### Exercise directions
Reproduce the listing below, replacing every occurrence of "outline" with "contour" and leaving all other text unchanged.

### Data rows
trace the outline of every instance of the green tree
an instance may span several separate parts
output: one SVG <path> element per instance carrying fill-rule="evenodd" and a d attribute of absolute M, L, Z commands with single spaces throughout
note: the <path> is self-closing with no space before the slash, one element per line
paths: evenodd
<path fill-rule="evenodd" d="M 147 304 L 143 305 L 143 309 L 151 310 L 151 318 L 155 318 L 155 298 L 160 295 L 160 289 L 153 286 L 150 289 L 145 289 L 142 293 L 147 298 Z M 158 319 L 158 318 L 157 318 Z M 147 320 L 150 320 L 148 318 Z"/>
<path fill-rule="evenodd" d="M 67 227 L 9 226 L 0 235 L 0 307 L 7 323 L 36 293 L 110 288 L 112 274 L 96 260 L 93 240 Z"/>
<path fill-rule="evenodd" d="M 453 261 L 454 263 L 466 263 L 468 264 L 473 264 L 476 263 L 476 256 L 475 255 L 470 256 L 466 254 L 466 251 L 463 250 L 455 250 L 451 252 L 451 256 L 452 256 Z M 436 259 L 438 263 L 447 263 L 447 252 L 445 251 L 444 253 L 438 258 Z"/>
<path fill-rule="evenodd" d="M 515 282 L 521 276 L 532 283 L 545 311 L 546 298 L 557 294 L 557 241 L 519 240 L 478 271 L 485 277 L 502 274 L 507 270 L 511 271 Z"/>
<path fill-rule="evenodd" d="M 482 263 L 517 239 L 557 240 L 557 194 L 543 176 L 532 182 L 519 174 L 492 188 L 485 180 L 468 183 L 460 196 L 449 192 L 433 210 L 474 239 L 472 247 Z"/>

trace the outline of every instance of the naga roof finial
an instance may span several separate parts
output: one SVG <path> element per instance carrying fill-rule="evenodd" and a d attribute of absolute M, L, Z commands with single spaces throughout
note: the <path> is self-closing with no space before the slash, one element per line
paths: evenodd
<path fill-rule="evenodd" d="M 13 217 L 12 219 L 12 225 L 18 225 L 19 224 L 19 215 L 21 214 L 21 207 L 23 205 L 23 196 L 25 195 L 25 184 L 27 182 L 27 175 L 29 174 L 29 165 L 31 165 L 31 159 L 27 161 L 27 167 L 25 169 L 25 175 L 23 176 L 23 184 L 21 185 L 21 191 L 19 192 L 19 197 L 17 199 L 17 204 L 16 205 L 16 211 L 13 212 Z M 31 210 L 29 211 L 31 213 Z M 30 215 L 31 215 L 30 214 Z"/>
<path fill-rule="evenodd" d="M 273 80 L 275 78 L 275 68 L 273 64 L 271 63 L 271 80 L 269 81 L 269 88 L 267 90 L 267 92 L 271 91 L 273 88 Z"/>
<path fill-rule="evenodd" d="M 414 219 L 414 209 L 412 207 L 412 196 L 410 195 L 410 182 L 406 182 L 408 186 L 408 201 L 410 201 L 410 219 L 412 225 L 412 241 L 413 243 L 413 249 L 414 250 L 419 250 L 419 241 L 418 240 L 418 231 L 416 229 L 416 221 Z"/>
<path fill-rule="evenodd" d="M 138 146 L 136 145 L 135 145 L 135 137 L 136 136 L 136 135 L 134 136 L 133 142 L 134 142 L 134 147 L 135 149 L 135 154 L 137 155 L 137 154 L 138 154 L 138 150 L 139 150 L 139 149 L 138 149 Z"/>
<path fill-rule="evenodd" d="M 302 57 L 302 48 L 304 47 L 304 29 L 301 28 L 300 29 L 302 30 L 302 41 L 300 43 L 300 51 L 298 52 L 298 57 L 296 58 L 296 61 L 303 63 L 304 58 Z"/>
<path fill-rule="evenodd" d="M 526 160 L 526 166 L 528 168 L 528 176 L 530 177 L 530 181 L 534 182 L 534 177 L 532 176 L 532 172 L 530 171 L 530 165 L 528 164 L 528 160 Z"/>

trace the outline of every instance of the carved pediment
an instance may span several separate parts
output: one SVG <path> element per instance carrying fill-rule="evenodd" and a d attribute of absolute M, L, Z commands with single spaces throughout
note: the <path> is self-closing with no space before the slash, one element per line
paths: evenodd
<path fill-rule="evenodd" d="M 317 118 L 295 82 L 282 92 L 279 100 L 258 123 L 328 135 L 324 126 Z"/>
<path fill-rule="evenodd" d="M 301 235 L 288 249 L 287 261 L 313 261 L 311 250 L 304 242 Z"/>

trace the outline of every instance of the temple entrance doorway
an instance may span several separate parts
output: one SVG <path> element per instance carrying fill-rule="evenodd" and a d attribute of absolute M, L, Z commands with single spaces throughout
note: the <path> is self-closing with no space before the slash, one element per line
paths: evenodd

### Result for this exercise
trace the contour of every instance of the green tree
an instance may span several separate parts
output: one SVG <path> element per instance carrying fill-rule="evenodd" and a d attribute of absolute M, L, Z commands with single spaces throughout
note: the <path> is self-closing with no space before the slash, one element per line
paths: evenodd
<path fill-rule="evenodd" d="M 147 304 L 143 305 L 143 309 L 151 310 L 151 318 L 155 318 L 155 298 L 160 295 L 160 289 L 153 286 L 150 289 L 145 289 L 142 293 L 147 298 Z M 158 319 L 158 318 L 157 318 Z M 147 320 L 150 320 L 148 318 Z"/>
<path fill-rule="evenodd" d="M 67 227 L 9 226 L 0 235 L 0 307 L 7 323 L 36 293 L 110 288 L 112 274 L 96 260 L 93 240 Z"/>
<path fill-rule="evenodd" d="M 453 261 L 454 263 L 466 263 L 468 264 L 473 264 L 476 263 L 476 256 L 475 255 L 470 256 L 466 254 L 466 251 L 463 250 L 455 250 L 451 252 L 451 256 L 452 256 Z M 436 259 L 438 263 L 447 263 L 447 252 L 445 251 L 444 253 L 438 258 Z"/>
<path fill-rule="evenodd" d="M 515 282 L 521 276 L 532 283 L 545 311 L 546 298 L 557 294 L 557 241 L 519 240 L 478 271 L 485 277 L 502 274 L 507 270 L 511 271 Z"/>
<path fill-rule="evenodd" d="M 482 263 L 517 239 L 557 240 L 557 194 L 543 176 L 532 182 L 519 174 L 492 188 L 485 180 L 468 183 L 460 196 L 449 192 L 433 210 L 474 239 L 472 247 Z"/>

trace the contour of every instance of the naga roof finial
an instance may span several separate parts
output: one SVG <path> element per instance carrying fill-rule="evenodd" and a d attribute of absolute M, L, Z commands with single spaces throughout
note: the <path> is self-closing with no space before the slash, one element per line
paths: evenodd
<path fill-rule="evenodd" d="M 13 217 L 12 219 L 12 225 L 18 225 L 19 224 L 19 215 L 21 214 L 21 207 L 23 205 L 23 196 L 25 195 L 25 184 L 27 182 L 27 175 L 29 174 L 29 165 L 31 165 L 31 159 L 27 161 L 27 167 L 25 169 L 25 175 L 23 176 L 23 184 L 21 185 L 21 191 L 19 192 L 19 197 L 17 199 L 17 204 L 16 205 L 16 211 L 13 212 Z M 31 210 L 29 211 L 31 213 Z M 30 215 L 31 215 L 30 214 Z"/>
<path fill-rule="evenodd" d="M 273 80 L 275 78 L 275 68 L 273 64 L 271 63 L 271 80 L 269 81 L 269 88 L 267 90 L 267 92 L 271 91 L 273 88 Z"/>
<path fill-rule="evenodd" d="M 414 219 L 414 209 L 412 207 L 412 196 L 410 195 L 410 182 L 406 182 L 408 186 L 408 201 L 410 201 L 410 219 L 412 225 L 412 241 L 413 243 L 413 249 L 414 250 L 419 250 L 419 241 L 418 240 L 418 231 L 416 229 L 416 221 Z"/>
<path fill-rule="evenodd" d="M 138 146 L 136 145 L 135 145 L 135 137 L 136 136 L 136 135 L 134 136 L 133 142 L 134 142 L 134 147 L 135 149 L 135 154 L 137 155 L 137 154 L 138 154 L 138 150 L 139 150 L 139 149 L 138 149 Z"/>
<path fill-rule="evenodd" d="M 302 57 L 302 48 L 304 47 L 304 29 L 301 28 L 300 29 L 302 30 L 302 41 L 300 43 L 300 51 L 298 52 L 298 57 L 296 58 L 296 61 L 303 63 L 304 58 Z"/>
<path fill-rule="evenodd" d="M 526 160 L 526 166 L 528 168 L 528 176 L 530 177 L 530 181 L 534 182 L 534 177 L 532 176 L 532 172 L 530 171 L 530 165 L 528 164 L 528 160 Z"/>

trace the contour of every instance of the carved pediment
an instance may span several separate parts
output: one SVG <path> element per instance carrying fill-rule="evenodd" and a d attribute of absolute M, L, Z commands with single spaces throughout
note: the <path> is self-closing with no space before the slash, one element per line
paths: evenodd
<path fill-rule="evenodd" d="M 317 118 L 295 82 L 282 92 L 279 100 L 258 123 L 328 135 L 324 126 Z"/>
<path fill-rule="evenodd" d="M 301 235 L 288 249 L 287 261 L 313 261 L 311 250 L 304 242 Z"/>

trace the contour of every instance of the temple entrance doorway
an instance may span several separate parts
output: one SVG <path> element per instance carrying fill-rule="evenodd" and a d attribute of absolute M, L, Z commands with single spaces throughout
note: the <path> is self-closing with no space before the slash, one element per line
paths: evenodd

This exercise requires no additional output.